Dataset entries Block Start
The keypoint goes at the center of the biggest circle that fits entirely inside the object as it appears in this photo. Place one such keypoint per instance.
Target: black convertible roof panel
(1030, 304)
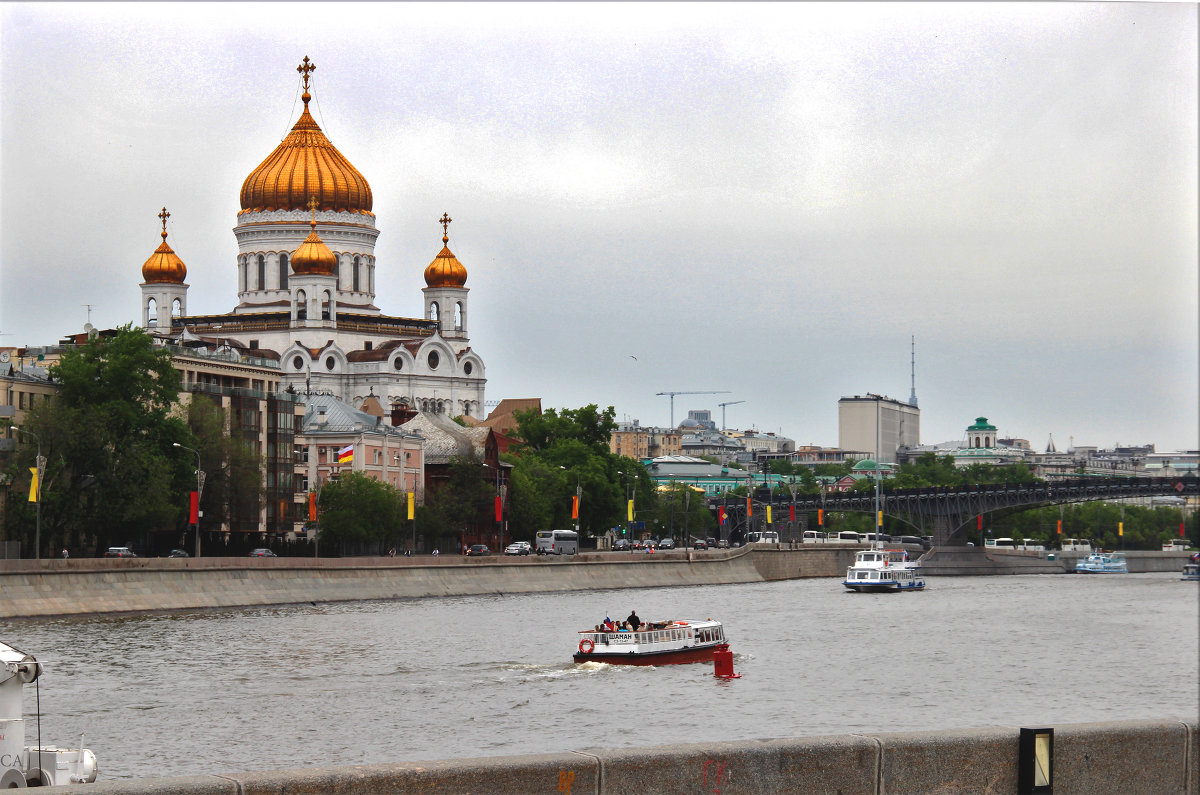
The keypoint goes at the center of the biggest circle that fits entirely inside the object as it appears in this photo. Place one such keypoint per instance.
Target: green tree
(358, 513)
(112, 474)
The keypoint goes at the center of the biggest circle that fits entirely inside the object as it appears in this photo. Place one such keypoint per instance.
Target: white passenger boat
(39, 765)
(883, 569)
(663, 643)
(1103, 563)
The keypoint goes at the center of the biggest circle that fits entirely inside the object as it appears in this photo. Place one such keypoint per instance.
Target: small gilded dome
(313, 256)
(165, 266)
(306, 165)
(445, 270)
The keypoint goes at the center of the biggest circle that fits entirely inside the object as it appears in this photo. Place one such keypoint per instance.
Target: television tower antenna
(912, 395)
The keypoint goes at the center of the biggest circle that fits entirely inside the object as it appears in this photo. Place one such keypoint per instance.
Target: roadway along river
(389, 681)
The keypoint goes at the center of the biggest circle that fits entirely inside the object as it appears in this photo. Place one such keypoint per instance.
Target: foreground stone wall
(1091, 758)
(55, 587)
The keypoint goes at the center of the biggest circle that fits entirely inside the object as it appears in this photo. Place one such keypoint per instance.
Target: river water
(391, 681)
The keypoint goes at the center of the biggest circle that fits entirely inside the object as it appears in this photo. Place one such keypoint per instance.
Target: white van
(557, 542)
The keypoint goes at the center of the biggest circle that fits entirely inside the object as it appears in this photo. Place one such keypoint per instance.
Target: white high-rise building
(876, 423)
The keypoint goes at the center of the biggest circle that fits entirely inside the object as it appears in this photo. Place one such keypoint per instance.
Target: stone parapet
(1092, 758)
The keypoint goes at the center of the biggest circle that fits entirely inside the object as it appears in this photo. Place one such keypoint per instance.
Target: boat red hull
(675, 657)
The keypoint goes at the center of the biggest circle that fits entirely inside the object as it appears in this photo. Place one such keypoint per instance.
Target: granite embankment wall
(1092, 758)
(82, 586)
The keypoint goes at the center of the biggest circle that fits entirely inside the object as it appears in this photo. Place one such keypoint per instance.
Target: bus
(557, 542)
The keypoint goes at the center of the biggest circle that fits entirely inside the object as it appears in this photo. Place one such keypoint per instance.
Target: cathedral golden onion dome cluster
(165, 266)
(303, 166)
(445, 270)
(313, 256)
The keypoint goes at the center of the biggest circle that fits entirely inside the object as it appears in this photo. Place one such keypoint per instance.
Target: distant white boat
(1103, 563)
(883, 571)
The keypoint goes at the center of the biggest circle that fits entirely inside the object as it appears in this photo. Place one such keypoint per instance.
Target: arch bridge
(948, 510)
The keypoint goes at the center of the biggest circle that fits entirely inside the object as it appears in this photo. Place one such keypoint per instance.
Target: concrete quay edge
(1115, 758)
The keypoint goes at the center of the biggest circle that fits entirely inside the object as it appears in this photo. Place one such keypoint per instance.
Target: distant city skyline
(769, 199)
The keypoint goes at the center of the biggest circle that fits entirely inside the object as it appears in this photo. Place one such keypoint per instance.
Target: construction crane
(732, 402)
(695, 392)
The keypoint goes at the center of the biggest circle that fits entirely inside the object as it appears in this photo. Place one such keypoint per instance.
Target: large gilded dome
(445, 270)
(303, 166)
(165, 266)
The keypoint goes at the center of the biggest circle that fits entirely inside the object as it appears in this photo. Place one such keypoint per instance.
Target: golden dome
(306, 165)
(445, 270)
(313, 256)
(165, 266)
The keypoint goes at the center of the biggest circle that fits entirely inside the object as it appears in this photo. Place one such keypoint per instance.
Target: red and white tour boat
(655, 643)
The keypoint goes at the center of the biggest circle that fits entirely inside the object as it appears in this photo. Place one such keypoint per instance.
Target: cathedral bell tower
(445, 296)
(163, 292)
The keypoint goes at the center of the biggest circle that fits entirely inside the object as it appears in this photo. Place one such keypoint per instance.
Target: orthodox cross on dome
(305, 69)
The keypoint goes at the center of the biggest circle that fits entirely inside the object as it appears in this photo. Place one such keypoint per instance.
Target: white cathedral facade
(306, 278)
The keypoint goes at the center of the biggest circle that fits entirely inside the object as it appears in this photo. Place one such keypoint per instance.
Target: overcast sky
(768, 199)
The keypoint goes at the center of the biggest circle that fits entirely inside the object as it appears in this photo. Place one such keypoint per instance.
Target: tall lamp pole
(37, 495)
(199, 491)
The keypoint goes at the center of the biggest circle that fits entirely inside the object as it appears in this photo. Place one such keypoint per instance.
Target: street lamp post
(199, 491)
(37, 495)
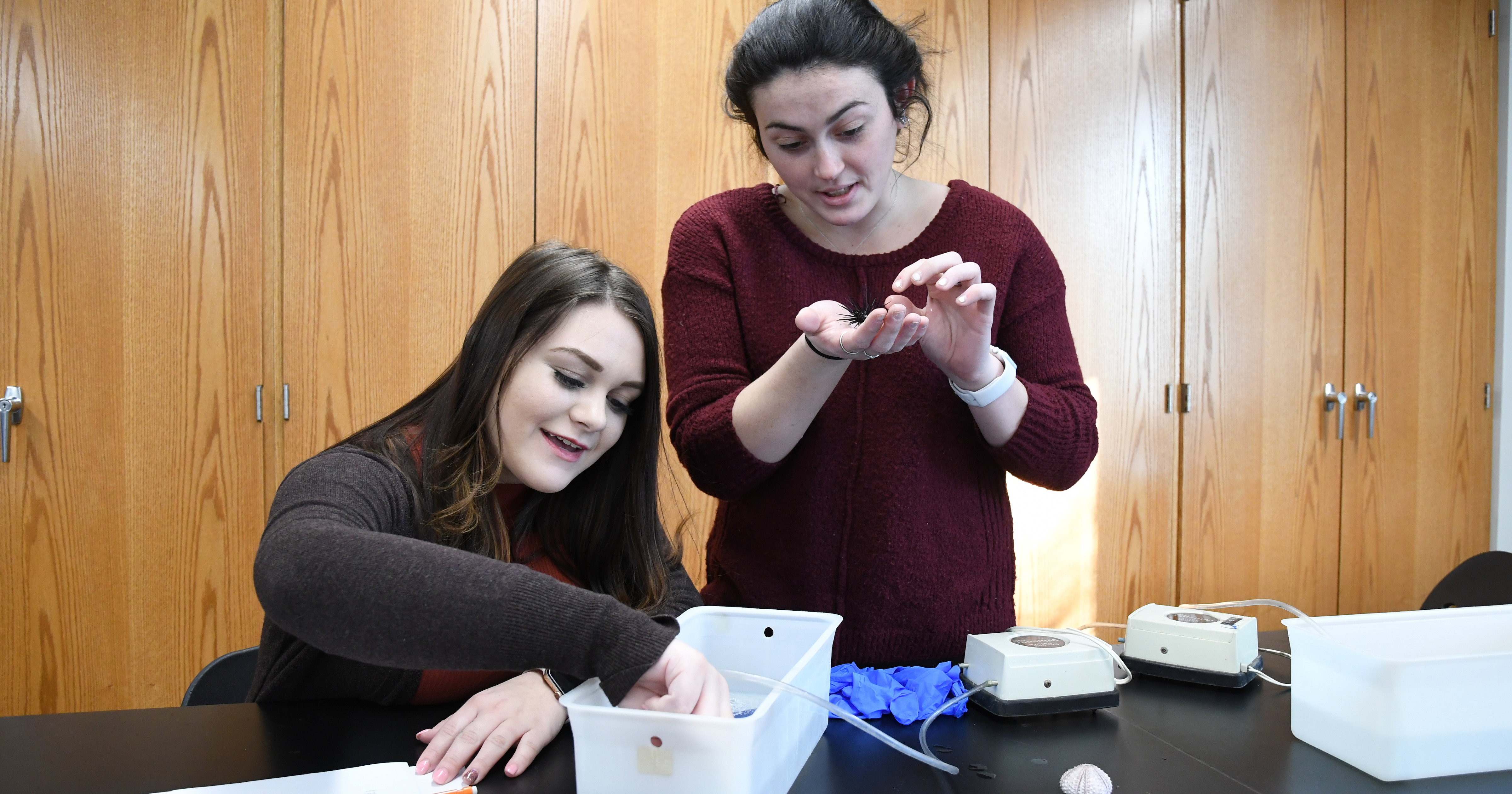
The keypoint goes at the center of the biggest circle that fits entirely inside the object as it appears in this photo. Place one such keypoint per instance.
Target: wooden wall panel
(1265, 134)
(132, 156)
(1422, 233)
(1086, 141)
(958, 32)
(407, 190)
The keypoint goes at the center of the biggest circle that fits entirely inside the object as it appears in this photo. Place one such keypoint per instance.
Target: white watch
(993, 391)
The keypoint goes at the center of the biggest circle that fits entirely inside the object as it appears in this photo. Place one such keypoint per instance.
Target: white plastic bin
(634, 751)
(1407, 695)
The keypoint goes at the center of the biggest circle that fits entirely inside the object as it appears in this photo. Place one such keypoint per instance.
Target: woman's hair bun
(796, 35)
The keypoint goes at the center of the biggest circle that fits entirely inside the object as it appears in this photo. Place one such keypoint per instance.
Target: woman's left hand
(959, 312)
(522, 710)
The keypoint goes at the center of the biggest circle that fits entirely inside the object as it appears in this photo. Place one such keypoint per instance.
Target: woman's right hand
(885, 330)
(684, 683)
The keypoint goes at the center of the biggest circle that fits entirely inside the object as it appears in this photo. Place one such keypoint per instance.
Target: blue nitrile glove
Dataset entries Block End
### Problem description
Your answer must be an exact repeat of the records above, with the pictures left out.

### Written answer
The keypoint goes at the center of the biggest circle that fits entirely inside the object as it appears in this photo. Place one such keypoint per instance.
Target: black convertible roof panel
(1030, 304)
The keypoint goes at the center of the biggest circle that fits entirely inside the object as it appears in this photo. Place one such keypoint per instance.
Target: green tree
(358, 513)
(112, 474)
The keypoint goes at the center of the biggest circle that fits entirely inside the object as it appears in this photo. Place one such keypoint per instance.
Target: white passenger boat
(39, 765)
(883, 569)
(663, 643)
(1103, 563)
The keypoint goes at the center of the biggest circle that fits entirely inside the object as it appears in this photo. Place one such keypoint per instance.
Target: small gilded dome
(313, 256)
(165, 266)
(306, 165)
(445, 270)
The keypoint goes at the center of the biggest circle that fits entirely inside the object as it appears in this photo. Place one such keypoint per instance.
Target: television tower antenna
(912, 395)
The keypoint goes at the center of the biggest circle that fits entirely inside the object as it appears in this photo. Place one such keypoint per instance.
Target: roadway along river
(389, 681)
The keypoint goes at the center of the biggest circle that fits entirely inside the object as it appears in this photo. Place one such keypoint per instance.
Target: foreground stone wall
(1091, 758)
(55, 587)
The keypoint goes at the center of the biggest circle that fits entirely inside the object as it appears in this photo. Place one such keypoint per instance.
Target: river water
(391, 681)
The keypoint goes at the center of the biggest circle that fits entirely inside the object as it appears in this photo. Place one such keypoint per instance.
Target: white van
(557, 542)
The keypoint goes at the center of the biggest circle that fits entirely inside the object as it appears in this photo. Place one such keypoint per instance.
Target: white high-rise building
(876, 423)
The keypoint goes at the center of the biggest circle that fits entirely inside the object as it appears in this photo. Place one such keypoint per instance.
Target: stone parapet
(1092, 758)
The keypoint goes at the center of the biggest circle that fits entirely inside the object as it appears in this photo. Place one such keypoint per instance.
Target: boat red hull
(675, 657)
The keypoint goes at the center of the biggest circle that fits entirely inside the object as it appears in this photo. Place one such keypoint per instance.
Target: granite embankment wall
(1092, 758)
(82, 586)
The keypoint goes at the center of the biggest circle that fits entirely inside the object as it appears in this photo. Place one such keypoint per instance.
Target: bus
(557, 542)
The keypoint goes at the center of the biggest circle that fits entirely inside the object as it appears in this photo. Place one such keypoint per instance.
Target: cathedral golden onion dome cluster
(165, 266)
(303, 166)
(445, 270)
(313, 256)
The keypoint goes at the center of the biggest circle that fits entirely inside the object as it appears in this photo. Place one such keypoint per instance.
Target: distant white boat
(1103, 563)
(883, 571)
The keypoint goes at the center of the biggest circle that fits entirely inside the object as it appears in this photo. Place one such keypoint per instance.
Target: arch bridge
(948, 510)
The keypoint goes at the center of the biggest circle that fits entirely inside the object as it appears in this photo. Place one such keypoint per instance.
Target: concrete quay edge
(1115, 758)
The keypoint goes at the center of the biggest circle that fits entirely inside the object as it appears in this photo. Place one such keypoint per instance.
Target: distant city skyline
(769, 199)
The keypoint goes at the center of the biggest circle that fits entirely inside the object as it appears in this photo. Place one such keypoint per instance.
Target: construction crane
(732, 402)
(695, 392)
The keypoint goes at the center of the biggest circle that fits entirely inside the object as it appears in this photo. Place one such keypoint per instance.
Target: large gilded dome
(445, 270)
(303, 166)
(165, 266)
The keypoint goes at the center of the biggest circle that fits entirely inside the object as it appears in this photo. Place one such keypoint per instance.
Target: golden dome
(306, 165)
(445, 270)
(313, 256)
(165, 266)
The keypoint goes at the center of the biggest circle that fits entirely inside the object as it appears in this photo. Place one such keypoint per instance.
Target: red and white tour boat
(655, 643)
The keypoint goes at the center of the biggest circle that fits entirely inside the object as it appears in this photo. Place one such keypoint per instance.
Target: cathedral bell tower
(445, 296)
(163, 292)
The keypoint goes at the center of the biggest circle that fits entirely inside the object as it appears in this photo. Place one such keypoint per instance.
Target: orthodox cross on dome
(305, 69)
The keypoint goes at the center of the biggest circle that fits entirely inside the object as it appears in this photo. Place one such keypoint per instance.
Target: white cathedral facade
(306, 278)
The keypoint goes at the center of the biggest circle that fits entirely inside the object as it appears in this photo. Place one such keypoint per instance.
Target: overcast sky
(768, 199)
The keypoint goes at the center of the biggest circle that fits entirely inside the object as it appears in this photo. Place one such keypoint per instance.
Target: tall lamp pole
(37, 495)
(199, 491)
The keypoint goes at the center of the biggest circle that fits entirely inside the object as it appears in this photo. Place one such keypoint per instance.
Target: street lamp post
(199, 491)
(37, 495)
The keypoint goes at the center of the biggest circle that fits entirely inside the object as it appears in this photo. Place one such keypoint per instance.
Target: wooden wall panel
(1265, 134)
(132, 156)
(1422, 233)
(1086, 141)
(958, 32)
(407, 190)
The keypoint goes at the center of the biggest circle that fits entirely inside the object as it appears in this photo. Place one such keypoint per instance.
Target: white watch
(993, 391)
The keypoint goes at the center of the biggest circle that fits entirely inside the object as it appears in this photo. Place one such keypoint per instance.
Target: white plastic bin
(634, 751)
(1407, 695)
The keypoint goes at the center of the biggest circle that fits entirely inside the object as it appears in this photo. Place one such keypoint per instance.
Target: woman's hair bun
(796, 35)
The keypoint goes at the center of the biggest circle that fits entirely inside the object as it appears in this photo. Place one such keypoint per instance.
Target: woman's left hand
(959, 312)
(522, 710)
The keypoint goes at the center of the biggest circle that fits entirely inside the object as it appears in this photo. Place one such keypoint per instance.
Target: woman's right hand
(885, 330)
(684, 683)
The keypoint goes at the center of the biggest circle that fits entirely inside the object as it appears in this photo. Place one such keypoint per instance.
Target: blue nitrile glove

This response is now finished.